Brief =
Reproduce the records below word for word, from the line containing "Can you see the green leaf?" through the end of the records, both ends included.

Data shown =
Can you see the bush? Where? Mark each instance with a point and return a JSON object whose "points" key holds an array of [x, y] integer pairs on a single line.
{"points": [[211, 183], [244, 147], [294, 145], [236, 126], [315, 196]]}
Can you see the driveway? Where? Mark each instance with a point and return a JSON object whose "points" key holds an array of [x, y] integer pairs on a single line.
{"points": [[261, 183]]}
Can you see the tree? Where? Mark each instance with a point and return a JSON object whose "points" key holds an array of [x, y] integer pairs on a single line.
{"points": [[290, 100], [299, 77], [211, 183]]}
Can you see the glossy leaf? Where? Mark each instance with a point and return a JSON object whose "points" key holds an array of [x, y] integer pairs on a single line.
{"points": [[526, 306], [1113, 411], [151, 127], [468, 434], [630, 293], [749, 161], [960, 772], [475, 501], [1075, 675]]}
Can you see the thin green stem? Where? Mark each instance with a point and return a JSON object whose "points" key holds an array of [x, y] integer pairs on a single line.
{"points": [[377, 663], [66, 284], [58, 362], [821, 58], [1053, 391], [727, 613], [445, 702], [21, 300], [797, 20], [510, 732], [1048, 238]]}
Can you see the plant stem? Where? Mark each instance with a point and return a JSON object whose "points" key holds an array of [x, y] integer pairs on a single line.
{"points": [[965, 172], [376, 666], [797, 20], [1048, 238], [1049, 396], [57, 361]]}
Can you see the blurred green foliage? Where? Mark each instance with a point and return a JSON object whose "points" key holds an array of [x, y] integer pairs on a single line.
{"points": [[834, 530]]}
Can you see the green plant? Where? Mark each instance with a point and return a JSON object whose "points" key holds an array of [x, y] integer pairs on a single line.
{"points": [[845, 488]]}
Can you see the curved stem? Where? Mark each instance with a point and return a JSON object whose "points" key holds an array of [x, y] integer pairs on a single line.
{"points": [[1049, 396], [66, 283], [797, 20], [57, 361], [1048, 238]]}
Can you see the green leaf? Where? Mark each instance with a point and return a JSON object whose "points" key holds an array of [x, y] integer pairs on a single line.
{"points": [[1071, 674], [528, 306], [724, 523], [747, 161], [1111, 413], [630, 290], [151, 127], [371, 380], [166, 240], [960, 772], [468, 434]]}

Solution to this problem =
Can you see the green leaf? Where? Mark each instance with a point and return a JSON object whose "points" key holds an array of [x, y] integer pairs on a single line.
{"points": [[1071, 674], [528, 306], [724, 523], [747, 161], [1111, 413], [630, 290], [151, 127], [371, 380], [166, 240], [960, 772], [468, 434]]}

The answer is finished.